[Exercise task A]:
Identify every line in the records that contains the word "pink", with case counting, and copy each of those lines.

Notwithstanding the foregoing, if the Participant terminates
employment any outstanding Options shall lapse upon such
termination provided that if the Participant's termination is
determined to be (i) a Normal Termination, the Options shall
lapse three (3) months after the Participant's termination or
(ii) on account of "normal retirement" or "early retirement"
as determined by the Committee, the Options shall lapse one
(1) year after the Participant's retirement (three (3) months
after the Participant's retirement in the case of an Incentive
Stock Option), unless they expire earlier by their terms.
Notwithstanding the foregoing, except in the case of an
Incentive Stock Option, the Committee may, in its sole
discretion, extend the period in which a Participant who
terminates employment may exercise any outstanding Options to
the extent that the Participant was entitled to exercise the
Options at the date of such termination.
(c) Options shall be evidenced by a written instrument that shall
not include any terms and conditions which are inconsistent
with the provisions of the Plan.
(d) Options may be exercised by written notice to the Company,
accompanied by payment in full in cash or by check, in shares
of Stock having a Fair Market Value equal to the exercise
price provided that such shares shall have been held for at
least six (6) months as of the date of exercise, by delivery
to the Company of a promissory note with such collateral as
the Committee, in its discretion, determines to be sufficient,
or in a combination of the foregoing. As an alternative, the
Committee may, in its discretion, assist Participants in
paying the exercise price of Options by (i) causing the
Company to extend a loan to a Participant or to guarantee a
loan obtained by the Participant from a third party; or (ii)

[Exercise task B]:
Reproduce the entire stock option plan excerpt above word for word.

[Given entries]:

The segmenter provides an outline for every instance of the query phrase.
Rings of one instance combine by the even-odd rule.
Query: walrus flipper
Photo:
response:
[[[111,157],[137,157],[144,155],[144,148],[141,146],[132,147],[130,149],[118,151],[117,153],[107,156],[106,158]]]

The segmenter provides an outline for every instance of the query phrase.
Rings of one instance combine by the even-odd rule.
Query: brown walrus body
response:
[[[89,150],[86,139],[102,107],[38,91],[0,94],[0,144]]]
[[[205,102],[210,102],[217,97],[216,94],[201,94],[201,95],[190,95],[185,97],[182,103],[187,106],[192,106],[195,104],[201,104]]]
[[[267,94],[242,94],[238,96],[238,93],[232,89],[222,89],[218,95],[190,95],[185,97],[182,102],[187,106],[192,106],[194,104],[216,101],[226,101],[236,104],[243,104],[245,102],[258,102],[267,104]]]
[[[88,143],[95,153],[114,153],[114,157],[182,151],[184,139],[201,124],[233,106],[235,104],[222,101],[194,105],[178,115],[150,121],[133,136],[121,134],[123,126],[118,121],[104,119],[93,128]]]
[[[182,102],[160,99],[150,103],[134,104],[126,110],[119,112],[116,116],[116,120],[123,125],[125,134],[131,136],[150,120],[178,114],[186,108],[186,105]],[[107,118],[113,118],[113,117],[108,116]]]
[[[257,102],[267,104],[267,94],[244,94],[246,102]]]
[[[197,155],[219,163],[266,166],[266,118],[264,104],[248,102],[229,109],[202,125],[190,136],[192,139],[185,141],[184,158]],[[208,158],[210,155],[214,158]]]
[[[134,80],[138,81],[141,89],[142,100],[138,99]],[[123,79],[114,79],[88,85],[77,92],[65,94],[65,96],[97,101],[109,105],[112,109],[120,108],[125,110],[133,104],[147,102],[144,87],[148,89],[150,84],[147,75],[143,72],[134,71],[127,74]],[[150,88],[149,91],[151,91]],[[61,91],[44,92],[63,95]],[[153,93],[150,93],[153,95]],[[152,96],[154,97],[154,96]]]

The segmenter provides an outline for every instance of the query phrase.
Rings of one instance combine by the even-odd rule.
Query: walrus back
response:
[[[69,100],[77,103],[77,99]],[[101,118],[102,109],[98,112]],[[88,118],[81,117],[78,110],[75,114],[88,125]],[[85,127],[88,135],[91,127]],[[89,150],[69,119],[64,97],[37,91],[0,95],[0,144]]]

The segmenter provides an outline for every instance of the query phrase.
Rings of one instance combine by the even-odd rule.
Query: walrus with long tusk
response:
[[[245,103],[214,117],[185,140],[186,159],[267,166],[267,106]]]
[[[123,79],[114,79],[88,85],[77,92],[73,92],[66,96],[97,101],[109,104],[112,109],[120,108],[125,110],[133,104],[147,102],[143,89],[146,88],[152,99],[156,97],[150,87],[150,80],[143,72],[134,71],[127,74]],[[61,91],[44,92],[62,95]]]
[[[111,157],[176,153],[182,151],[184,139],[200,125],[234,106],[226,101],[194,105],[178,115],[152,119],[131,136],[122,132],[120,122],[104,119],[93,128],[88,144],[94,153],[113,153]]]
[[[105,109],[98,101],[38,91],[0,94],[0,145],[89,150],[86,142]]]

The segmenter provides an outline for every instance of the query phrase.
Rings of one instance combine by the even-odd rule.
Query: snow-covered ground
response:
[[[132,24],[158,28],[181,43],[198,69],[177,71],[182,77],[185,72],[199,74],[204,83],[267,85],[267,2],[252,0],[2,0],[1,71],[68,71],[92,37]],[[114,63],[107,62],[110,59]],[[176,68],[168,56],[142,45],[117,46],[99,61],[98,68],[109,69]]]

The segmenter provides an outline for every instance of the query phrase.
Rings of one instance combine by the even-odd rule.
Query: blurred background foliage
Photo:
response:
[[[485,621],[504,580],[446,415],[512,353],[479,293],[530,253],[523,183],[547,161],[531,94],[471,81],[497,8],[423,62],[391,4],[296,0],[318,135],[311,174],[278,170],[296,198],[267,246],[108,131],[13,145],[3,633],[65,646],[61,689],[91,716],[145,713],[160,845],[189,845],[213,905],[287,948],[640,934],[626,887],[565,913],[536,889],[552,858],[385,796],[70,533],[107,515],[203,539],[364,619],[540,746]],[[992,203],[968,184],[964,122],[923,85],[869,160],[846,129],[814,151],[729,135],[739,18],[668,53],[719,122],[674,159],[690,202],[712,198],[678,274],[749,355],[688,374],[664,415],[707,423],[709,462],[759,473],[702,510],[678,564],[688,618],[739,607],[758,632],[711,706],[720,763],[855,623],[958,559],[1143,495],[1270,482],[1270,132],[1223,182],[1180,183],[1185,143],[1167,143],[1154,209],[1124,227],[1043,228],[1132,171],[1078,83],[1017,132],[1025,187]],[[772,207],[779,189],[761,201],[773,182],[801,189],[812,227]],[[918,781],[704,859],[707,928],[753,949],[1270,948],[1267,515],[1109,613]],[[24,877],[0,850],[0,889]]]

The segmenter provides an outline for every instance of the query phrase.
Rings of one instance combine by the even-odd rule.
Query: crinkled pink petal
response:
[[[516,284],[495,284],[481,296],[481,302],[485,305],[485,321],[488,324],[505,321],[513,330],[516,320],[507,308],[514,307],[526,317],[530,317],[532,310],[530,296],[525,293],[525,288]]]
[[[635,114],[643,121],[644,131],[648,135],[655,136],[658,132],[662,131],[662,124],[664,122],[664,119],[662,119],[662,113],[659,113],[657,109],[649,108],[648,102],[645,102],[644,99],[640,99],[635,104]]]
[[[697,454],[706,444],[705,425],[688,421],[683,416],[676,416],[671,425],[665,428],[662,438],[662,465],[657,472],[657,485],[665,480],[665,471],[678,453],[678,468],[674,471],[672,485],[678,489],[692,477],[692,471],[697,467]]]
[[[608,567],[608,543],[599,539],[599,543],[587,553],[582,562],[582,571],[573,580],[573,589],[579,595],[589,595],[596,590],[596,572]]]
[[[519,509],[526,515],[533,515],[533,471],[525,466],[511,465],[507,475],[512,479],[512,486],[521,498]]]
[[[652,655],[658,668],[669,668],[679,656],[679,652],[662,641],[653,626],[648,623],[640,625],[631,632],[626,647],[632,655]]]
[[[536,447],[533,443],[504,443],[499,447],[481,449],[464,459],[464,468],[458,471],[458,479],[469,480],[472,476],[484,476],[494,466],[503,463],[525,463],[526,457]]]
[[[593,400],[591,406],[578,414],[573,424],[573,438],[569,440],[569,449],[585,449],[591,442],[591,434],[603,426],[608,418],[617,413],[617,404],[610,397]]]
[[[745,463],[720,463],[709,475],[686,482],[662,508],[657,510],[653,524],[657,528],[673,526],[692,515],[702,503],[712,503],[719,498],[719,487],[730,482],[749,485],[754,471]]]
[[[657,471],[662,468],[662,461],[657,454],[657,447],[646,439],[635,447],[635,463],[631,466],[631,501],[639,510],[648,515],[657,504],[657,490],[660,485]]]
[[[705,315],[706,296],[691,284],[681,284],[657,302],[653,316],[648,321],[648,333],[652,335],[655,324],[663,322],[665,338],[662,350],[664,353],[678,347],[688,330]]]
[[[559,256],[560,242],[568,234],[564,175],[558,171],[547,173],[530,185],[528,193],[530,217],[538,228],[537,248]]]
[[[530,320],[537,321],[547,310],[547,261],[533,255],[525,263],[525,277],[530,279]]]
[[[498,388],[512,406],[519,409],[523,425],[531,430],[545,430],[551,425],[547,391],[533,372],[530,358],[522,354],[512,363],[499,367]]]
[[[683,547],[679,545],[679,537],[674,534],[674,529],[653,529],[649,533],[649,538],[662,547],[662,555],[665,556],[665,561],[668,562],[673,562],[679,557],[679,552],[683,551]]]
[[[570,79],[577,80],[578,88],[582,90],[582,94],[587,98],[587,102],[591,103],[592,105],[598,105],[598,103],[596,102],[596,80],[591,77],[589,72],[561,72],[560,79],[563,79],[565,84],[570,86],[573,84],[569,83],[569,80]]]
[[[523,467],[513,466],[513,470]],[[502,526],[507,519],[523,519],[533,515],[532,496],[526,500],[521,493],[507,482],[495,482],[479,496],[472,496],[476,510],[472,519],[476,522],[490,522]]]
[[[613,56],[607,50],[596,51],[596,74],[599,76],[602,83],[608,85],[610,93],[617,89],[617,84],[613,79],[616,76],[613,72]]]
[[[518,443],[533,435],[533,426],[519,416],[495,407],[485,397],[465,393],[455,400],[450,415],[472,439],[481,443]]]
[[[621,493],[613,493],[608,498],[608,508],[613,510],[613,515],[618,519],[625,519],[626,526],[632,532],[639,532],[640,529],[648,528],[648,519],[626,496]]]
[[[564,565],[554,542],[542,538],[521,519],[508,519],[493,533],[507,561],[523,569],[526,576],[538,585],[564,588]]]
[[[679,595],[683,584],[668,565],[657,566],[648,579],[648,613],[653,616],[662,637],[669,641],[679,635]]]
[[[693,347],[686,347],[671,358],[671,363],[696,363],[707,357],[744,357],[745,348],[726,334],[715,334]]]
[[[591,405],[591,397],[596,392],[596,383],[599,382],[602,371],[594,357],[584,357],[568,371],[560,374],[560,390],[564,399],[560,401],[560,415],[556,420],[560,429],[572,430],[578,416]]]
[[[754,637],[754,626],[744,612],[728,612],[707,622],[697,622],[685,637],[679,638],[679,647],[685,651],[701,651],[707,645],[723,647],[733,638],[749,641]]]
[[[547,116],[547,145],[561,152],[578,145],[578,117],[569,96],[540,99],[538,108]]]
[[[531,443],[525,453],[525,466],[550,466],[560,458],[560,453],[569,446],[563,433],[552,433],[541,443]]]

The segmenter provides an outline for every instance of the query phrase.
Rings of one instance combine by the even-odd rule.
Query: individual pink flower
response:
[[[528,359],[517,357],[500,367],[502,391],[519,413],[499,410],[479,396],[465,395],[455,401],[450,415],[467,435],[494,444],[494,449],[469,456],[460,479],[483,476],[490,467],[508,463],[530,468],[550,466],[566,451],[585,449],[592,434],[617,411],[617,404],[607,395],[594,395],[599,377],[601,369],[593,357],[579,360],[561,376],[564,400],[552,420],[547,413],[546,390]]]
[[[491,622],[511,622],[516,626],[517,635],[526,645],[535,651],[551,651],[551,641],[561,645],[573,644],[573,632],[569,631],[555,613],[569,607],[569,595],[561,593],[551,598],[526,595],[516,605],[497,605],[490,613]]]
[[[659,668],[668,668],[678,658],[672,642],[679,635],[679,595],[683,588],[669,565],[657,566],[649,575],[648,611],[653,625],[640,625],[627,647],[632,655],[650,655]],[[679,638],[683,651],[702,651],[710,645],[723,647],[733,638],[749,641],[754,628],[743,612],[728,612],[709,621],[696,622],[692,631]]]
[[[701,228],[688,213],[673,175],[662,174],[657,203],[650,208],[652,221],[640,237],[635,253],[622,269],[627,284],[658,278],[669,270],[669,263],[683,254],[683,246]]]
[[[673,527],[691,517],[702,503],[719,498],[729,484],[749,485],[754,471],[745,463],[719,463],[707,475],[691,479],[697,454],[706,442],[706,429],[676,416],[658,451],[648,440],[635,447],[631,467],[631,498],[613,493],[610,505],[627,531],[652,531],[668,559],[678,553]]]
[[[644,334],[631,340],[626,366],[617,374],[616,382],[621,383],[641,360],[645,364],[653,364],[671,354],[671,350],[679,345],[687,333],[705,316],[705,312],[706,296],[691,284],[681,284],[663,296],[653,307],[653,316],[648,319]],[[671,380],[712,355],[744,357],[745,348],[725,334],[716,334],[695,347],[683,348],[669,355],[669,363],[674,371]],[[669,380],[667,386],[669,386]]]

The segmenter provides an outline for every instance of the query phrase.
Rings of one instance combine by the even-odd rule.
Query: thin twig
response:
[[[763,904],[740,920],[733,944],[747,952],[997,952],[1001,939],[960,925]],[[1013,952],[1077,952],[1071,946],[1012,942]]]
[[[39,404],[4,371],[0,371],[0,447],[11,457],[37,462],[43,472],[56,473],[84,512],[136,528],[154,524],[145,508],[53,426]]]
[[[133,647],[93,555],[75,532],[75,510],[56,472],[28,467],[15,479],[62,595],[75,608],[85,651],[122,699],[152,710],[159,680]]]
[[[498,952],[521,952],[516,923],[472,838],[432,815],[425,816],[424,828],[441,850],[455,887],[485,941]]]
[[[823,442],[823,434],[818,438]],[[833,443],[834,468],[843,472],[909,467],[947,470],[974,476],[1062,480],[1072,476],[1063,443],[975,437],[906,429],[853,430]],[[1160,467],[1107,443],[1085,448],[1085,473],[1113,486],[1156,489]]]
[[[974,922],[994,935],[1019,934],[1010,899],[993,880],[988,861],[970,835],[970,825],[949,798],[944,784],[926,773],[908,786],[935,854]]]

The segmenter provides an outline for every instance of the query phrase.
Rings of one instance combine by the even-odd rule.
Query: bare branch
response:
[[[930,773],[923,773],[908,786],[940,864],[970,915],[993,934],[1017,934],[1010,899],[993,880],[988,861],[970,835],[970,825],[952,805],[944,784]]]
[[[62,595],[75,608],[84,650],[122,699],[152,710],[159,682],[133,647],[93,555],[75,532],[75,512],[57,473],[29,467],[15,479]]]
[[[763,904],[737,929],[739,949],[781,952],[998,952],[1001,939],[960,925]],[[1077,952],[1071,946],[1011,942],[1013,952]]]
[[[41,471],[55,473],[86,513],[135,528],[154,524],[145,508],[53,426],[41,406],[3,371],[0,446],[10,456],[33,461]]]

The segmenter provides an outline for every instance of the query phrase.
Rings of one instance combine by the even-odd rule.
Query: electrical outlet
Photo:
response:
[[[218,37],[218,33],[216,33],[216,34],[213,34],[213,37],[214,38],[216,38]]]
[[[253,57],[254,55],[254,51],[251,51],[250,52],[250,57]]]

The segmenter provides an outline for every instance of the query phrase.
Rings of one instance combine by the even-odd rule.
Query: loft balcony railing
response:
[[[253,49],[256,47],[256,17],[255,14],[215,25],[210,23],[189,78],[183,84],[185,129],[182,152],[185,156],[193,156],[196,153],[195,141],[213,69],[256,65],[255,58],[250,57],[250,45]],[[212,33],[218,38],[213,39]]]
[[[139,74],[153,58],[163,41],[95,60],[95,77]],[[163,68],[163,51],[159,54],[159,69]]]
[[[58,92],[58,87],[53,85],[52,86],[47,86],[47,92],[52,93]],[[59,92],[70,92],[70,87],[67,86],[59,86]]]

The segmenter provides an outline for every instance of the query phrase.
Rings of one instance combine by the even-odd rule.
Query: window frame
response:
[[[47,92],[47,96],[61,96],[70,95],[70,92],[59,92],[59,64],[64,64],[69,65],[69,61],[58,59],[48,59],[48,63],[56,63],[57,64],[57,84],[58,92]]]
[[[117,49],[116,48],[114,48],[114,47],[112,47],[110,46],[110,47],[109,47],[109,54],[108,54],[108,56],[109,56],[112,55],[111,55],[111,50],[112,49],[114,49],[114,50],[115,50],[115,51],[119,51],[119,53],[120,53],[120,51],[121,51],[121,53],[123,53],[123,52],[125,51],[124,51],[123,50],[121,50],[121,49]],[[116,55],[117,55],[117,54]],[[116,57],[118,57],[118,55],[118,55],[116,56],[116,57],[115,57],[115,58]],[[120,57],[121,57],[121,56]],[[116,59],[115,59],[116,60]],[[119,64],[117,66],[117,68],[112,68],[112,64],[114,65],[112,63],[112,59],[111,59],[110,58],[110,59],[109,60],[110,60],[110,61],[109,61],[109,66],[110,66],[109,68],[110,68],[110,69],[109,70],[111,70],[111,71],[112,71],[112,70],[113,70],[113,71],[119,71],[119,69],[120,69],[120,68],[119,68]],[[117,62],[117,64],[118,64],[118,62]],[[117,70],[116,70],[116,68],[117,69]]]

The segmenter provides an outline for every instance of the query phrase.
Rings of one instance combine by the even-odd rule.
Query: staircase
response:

[Worked answer A]:
Query: crinkled pink petal
Query: individual pink flower

[Worked answer B]:
Notwithstanding the foregoing, if the Participant terminates
employment any outstanding Options shall lapse upon such
termination provided that if the Participant's termination is
determined to be (i) a Normal Termination, the Options shall
lapse three (3) months after the Participant's termination or
(ii) on account of "normal retirement" or "early retirement"
as determined by the Committee, the Options shall lapse one
(1) year after the Participant's retirement (three (3) months
after the Participant's retirement in the case of an Incentive
Stock Option), unless they expire earlier by their terms.
Notwithstanding the foregoing, except in the case of an
Incentive Stock Option, the Committee may, in its sole
discretion, extend the period in which a Participant who
terminates employment may exercise any outstanding Options to
the extent that the Participant was entitled to exercise the
Options at the date of such termination.
(c) Options shall be evidenced by a written instrument that shall
not include any terms and conditions which are inconsistent
with the provisions of the Plan.
(d) Options may be exercised by written notice to the Company,
accompanied by payment in full in cash or by check, in shares
of Stock having a Fair Market Value equal to the exercise
price provided that such shares shall have been held for at
least six (6) months as of the date of exercise, by delivery
to the Company of a promissory note with such collateral as
the Committee, in its discretion, determines to be sufficient,
or in a combination of the foregoing. As an alternative, the
Committee may, in its discretion, assist Participants in
paying the exercise price of Options by (i) causing the
Company to extend a loan to a Participant or to guarantee a
loan obtained by the Participant from a third party; or (ii)